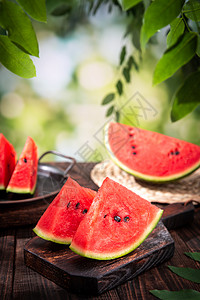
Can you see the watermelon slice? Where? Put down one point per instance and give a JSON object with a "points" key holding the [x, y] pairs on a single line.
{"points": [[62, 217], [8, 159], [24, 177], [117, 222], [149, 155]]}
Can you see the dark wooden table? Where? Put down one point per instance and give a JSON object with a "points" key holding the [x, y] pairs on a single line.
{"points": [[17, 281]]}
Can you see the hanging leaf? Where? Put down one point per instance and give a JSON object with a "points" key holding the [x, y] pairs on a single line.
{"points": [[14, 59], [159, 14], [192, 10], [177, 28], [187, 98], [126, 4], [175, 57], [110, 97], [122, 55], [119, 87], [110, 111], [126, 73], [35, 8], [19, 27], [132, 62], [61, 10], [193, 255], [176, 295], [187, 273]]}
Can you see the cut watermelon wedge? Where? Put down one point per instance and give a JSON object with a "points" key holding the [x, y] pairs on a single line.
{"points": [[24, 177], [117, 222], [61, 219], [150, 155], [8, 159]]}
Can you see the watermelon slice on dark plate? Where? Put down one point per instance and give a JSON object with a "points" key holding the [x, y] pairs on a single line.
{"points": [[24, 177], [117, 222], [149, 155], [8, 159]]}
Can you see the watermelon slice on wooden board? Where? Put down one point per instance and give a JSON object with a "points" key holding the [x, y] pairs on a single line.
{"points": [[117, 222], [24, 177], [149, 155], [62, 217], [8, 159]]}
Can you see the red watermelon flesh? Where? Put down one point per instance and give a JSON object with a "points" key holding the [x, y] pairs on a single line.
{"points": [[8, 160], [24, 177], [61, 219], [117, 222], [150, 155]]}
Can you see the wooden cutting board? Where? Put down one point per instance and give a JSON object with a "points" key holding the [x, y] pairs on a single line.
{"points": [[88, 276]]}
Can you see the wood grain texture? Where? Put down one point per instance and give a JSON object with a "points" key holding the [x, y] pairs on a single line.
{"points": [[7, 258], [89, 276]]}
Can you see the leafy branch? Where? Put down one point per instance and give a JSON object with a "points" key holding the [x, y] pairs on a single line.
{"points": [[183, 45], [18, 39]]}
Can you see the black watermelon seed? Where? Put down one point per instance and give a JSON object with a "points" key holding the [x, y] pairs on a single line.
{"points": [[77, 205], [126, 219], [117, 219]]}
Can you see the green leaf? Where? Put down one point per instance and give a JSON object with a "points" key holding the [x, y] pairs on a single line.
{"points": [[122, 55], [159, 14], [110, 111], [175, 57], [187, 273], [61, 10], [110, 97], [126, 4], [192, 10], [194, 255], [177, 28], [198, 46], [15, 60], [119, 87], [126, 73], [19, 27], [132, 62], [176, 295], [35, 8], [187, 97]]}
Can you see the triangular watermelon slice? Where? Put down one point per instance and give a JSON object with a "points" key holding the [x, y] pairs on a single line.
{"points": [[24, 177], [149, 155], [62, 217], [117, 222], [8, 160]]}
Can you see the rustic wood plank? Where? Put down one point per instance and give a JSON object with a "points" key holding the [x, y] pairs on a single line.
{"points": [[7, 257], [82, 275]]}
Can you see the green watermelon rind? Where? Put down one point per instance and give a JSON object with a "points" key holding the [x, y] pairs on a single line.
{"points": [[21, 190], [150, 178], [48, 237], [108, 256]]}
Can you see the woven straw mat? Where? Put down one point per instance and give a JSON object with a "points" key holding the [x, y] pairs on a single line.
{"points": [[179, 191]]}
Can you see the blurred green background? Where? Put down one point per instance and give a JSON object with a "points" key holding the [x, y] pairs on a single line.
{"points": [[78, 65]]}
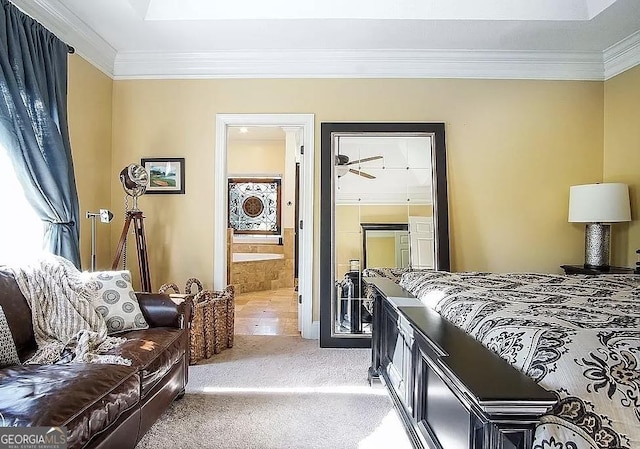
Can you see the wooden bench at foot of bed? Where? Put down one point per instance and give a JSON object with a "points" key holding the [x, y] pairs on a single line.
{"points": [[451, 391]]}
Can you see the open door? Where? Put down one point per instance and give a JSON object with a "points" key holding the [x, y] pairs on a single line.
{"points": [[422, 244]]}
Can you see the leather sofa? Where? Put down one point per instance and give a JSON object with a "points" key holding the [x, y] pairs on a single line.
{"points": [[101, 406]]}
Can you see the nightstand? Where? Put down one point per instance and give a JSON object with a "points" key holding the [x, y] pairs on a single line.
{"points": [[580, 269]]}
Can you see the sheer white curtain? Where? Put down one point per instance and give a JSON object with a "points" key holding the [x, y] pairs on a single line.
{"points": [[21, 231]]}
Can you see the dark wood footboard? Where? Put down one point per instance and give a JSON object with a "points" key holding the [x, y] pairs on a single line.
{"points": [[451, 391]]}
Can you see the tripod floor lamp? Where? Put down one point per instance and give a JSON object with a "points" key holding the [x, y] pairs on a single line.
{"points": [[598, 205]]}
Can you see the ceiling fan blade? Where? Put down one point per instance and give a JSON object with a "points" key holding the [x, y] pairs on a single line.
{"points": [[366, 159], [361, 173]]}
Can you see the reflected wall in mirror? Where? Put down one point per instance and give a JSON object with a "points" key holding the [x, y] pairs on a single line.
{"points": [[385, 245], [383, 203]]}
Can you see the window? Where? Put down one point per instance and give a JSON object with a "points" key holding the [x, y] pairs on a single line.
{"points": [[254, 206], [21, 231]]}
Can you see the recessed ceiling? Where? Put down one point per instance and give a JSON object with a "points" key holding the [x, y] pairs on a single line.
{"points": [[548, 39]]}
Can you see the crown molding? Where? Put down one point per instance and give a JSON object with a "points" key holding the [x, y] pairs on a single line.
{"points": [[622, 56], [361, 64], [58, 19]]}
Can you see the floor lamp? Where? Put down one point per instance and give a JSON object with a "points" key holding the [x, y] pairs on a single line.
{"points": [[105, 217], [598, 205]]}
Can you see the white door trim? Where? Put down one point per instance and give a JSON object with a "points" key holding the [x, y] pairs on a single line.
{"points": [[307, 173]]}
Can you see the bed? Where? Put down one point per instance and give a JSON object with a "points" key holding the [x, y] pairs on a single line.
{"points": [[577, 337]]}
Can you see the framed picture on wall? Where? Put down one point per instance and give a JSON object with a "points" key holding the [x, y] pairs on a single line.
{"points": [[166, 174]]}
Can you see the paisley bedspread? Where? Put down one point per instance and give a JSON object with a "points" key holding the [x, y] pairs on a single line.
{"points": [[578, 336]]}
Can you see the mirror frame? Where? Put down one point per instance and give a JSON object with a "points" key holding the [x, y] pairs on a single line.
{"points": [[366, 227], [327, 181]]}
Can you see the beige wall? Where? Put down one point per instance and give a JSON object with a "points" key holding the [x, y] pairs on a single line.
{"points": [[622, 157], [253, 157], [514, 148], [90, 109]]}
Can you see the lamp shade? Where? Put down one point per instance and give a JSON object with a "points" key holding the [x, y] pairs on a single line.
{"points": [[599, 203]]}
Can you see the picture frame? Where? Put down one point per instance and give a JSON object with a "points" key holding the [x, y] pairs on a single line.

|---|

▶ **Problem details**:
Print from the line containing "Can you see the window?" to the last line above, exactly as written.

▶ **Complete answer**:
Can you see the window? Where? Put down one point per instance and give a JSON object with a "points" key holding the [x, y] pairs on a single line.
{"points": [[254, 206], [21, 231]]}
Can you see the recessed ceiling? Where? Put down one point per instance and give a JSON object with a "points" key holding the [x, y] pairs on a single line.
{"points": [[548, 39]]}
Can you see the crown molding? Where? Put down one point per instance and give a JSON object with a "points" key holding the [x, y] pairs on a single line.
{"points": [[622, 56], [361, 64], [58, 19]]}
Can you see the floor lamp? Where? Put down one point per instance and give a JSON object with a "points" key holding the [x, y] pairs on a single line.
{"points": [[105, 217], [598, 205]]}
Can you see the white door trim? Where? Put down one point per instance and give a JSON object with a "points" key holding the [x, y] pairs on a single line.
{"points": [[307, 173]]}
Can you see the bed? Where? Put down one point per instance and give a JSON object with a "points" key holding the [x, y] pairs on a single line.
{"points": [[577, 337]]}
Can you see the framed picture on wall? Where? Put down one point per instance and give a JSON object with a "points" key holding the [x, y] pairs on a single line.
{"points": [[166, 174]]}
Can you see the paisley bedspread? Where? Put down one point per instance and give a JSON object with a "points" key holding the [x, y] pairs on a single line.
{"points": [[578, 336]]}
Can you see the mirror frame? Where? Put down one point per instance and give a JSON object with a "points" key holding the [x, y] pairs on a single line.
{"points": [[366, 227], [327, 181]]}
Can you see the beige wall? Where? Put down one point per instance and give a JSON object with a "points" key holding the [x, y] pairs on a single line.
{"points": [[622, 157], [253, 157], [514, 148], [90, 109]]}
Can you see the lamp shade? Where? Put down one point per instance and give a JSON object with a "points" key holding the [x, y] pairs on a single line.
{"points": [[599, 203]]}
Can you see the picture frame? Where? Put down one point per instance and give a JSON object with a "points" key holding the [x, y] pairs on a single line.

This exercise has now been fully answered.